> **提示された文章**
* * * *
超高齢化社会であり、高齢者の増加とともに、在宅介護をしている方も増加しています。また、平均寿命と健康寿命の差が10歳以上ということもあり、在宅で生活している高齢者の多くは介護が必要な状態となります。
在宅介護を行う中で最も悩むことは、看取り期をどのように過ごすかということではないでしょうか。高齢者の多くは、「家で最期を迎えたい」そう考えている方が多いのが現状です。
ここでは、在宅介護で看取りをした体験談について、ご紹介いたします。

高齢者だけではなく家族のサポートが重要
高齢者の死因第一位は、肺炎です。肺炎は、どのような疾患を持っている方でもなりうる病気であり、身体能力の低下とともに罹患する確率は高くなります。中でも、介護が必要な高齢者の場合、誤嚥性肺炎を起こすリスクも高くなります。
* * * *
元データ
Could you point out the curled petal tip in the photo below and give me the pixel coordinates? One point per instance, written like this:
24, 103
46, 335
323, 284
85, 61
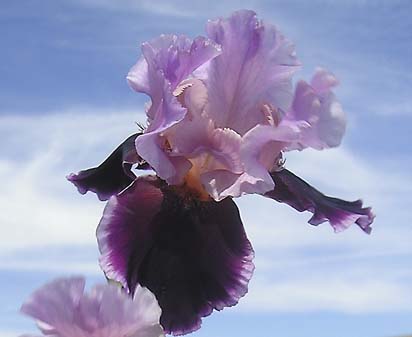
* * * *
> **取り組む作業**
**a.** 在宅介護の看取りについての文章を読んで、次の問いに答えてください。
(i) 平均寿命と健康寿命の差は何歳以上とされていますか。
(ii) 多くの高齢者は、どこで最期を迎えたいと考えていますか。
(iii) 高齢者の死因第一位は何ですか。
**b.** 在宅介護の看取りについての文章を、最後の文のあとから書き継いでください。

> **各作業の答え**
**a.**
(i) 10歳以上
(ii) 家
(iii) 肺炎

**b.**
高齢者の多くは、何かしらの病気を抱えており、徐々にADLが低下していきます。例えば、認知症を患っている高齢者は、徐々に認知症が進行していきます。初めは、食事を一人で食べることができ、なんでも好きなものを食べられます。しかし、徐々に飲み込みが悪くなり、食事のときにはむせるようになります。家族は、身体状況に合わせた食事を提供し、ADLを把握していかなければなりません。
やがて、食事の時だけではなく寝ているときも痰を呑み込めずむせるようになり、痰を吐き出すよう促さなければなりません。そのため、家族は休まる暇がなく、高齢者を見守り続けることになります。さらに進行していくと、寝たきり状態となり24時間高齢者の状態を把握し、介護が必要となってきます。この時点で、家族は休まる時間はさらになくなり、心身ともに疲労困憊状態となっています。
デイサービスやショートステイなどを利用し、家族の休まる時間を設けるよう心掛けても、家にいる時間は常に気を張っていなければならない状態となります。このような状態の中、高齢者の介護・自身の家族の事など、生活自体の不安が増加していきます。介護保険制度では、高齢者に対するケアはあっても、家族に対するケアはありません。そのため、家族は相談する相手もいなく、孤独と向き合い生活することが多いです。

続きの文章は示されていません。